— Data excerpts —
=-=-=

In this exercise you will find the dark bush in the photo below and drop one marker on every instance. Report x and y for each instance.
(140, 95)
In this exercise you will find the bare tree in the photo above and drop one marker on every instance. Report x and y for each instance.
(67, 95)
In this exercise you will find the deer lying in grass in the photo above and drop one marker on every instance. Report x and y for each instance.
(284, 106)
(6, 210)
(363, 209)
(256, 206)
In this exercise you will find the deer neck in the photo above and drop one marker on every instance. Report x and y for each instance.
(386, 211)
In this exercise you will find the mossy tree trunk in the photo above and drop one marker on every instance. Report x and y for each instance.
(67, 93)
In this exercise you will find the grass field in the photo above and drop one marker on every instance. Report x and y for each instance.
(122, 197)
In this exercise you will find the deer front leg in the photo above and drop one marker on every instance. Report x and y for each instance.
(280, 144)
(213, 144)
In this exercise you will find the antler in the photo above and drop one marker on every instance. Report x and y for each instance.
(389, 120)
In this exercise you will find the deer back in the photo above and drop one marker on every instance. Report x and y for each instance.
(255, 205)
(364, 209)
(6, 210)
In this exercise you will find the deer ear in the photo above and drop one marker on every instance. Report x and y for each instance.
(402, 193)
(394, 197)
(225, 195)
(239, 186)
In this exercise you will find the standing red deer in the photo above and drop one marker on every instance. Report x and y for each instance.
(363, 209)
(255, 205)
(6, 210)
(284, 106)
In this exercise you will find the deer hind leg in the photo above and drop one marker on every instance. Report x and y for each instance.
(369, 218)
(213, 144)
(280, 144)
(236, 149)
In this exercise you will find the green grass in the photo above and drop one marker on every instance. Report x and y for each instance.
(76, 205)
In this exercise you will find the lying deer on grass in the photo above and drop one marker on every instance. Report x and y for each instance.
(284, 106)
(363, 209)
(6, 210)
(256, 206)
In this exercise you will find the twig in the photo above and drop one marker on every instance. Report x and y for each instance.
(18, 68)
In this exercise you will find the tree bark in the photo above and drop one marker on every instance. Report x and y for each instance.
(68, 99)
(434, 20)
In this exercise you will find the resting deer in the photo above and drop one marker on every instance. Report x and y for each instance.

=-=-=

Can you turn all of the records above into a JSON list of strings, with one string per line and any blank lines left out?

— Complete response —
[
  "In this exercise you will find the dark bush in the photo below and drop one marker on every instance. Report x and y for each instance.",
  "(140, 95)",
  "In this exercise you will find the bare tree in the photo above and drop one marker on every instance. Report x and y for each instance.",
  "(67, 95)",
  "In this exercise you will find the deer lying in grass in the photo above and drop one marker on every instance. Report x and y for each instance.",
  "(284, 106)",
  "(6, 210)",
  "(363, 209)",
  "(256, 206)",
  "In this exercise you will find the deer neck in the photo above and drop one marker on every instance. Report x and y for each instance.",
  "(386, 211)",
  "In this exercise you will find the mossy tree trunk in the photo above and drop one marker on every instance. Report x and y for each instance.",
  "(67, 93)",
  "In this exercise you will find the grass field in the photo above and drop one marker on every instance. Report x and y for each instance.",
  "(122, 197)",
  "In this exercise you will find the deer front leg in the photo above and drop one marker on every instance. Report x and y for each instance.",
  "(280, 144)",
  "(213, 144)",
  "In this exercise you will find the antler in the photo above and drop one marker on every instance. Report x and y for each instance.",
  "(389, 120)",
  "In this exercise you will find the deer back in the photo above and drop one marker on every instance. Report x and y for each instance.",
  "(255, 205)",
  "(364, 209)",
  "(6, 210)",
  "In this exercise you will find the deer ear in the photo above and drop one marker on every instance. Report x and y for each instance.",
  "(402, 193)",
  "(394, 197)",
  "(225, 195)",
  "(239, 186)",
  "In this exercise you will find the standing red deer in the photo above and drop one marker on every instance. Report x and y for each instance.",
  "(363, 209)",
  "(255, 205)",
  "(6, 210)",
  "(284, 106)",
  "In this exercise you will find the deer hind leg in the photo above and drop one marker on every instance. Report x and y for each instance.",
  "(369, 218)",
  "(213, 144)",
  "(280, 144)",
  "(236, 149)",
  "In this exercise you will find the green grass in the photo above and drop one marker on every instance. Report x and y for each instance.",
  "(76, 205)",
  "In this exercise you will find the lying deer on grass in the photo above and drop one marker on every instance. Report x and y for each instance.",
  "(284, 106)",
  "(363, 209)",
  "(6, 210)",
  "(256, 206)",
  "In this exercise you will find the twig in the photo above and drop one marker on every instance. Report x and y for each instance.",
  "(18, 68)",
  "In this exercise you will find the tree bark in the photo above and drop one marker on every instance. Report x and y for each instance.",
  "(68, 99)",
  "(434, 20)",
  "In this exercise you will find the resting deer in the photo above and drop one marker on every instance. Report x and y for each instance."
]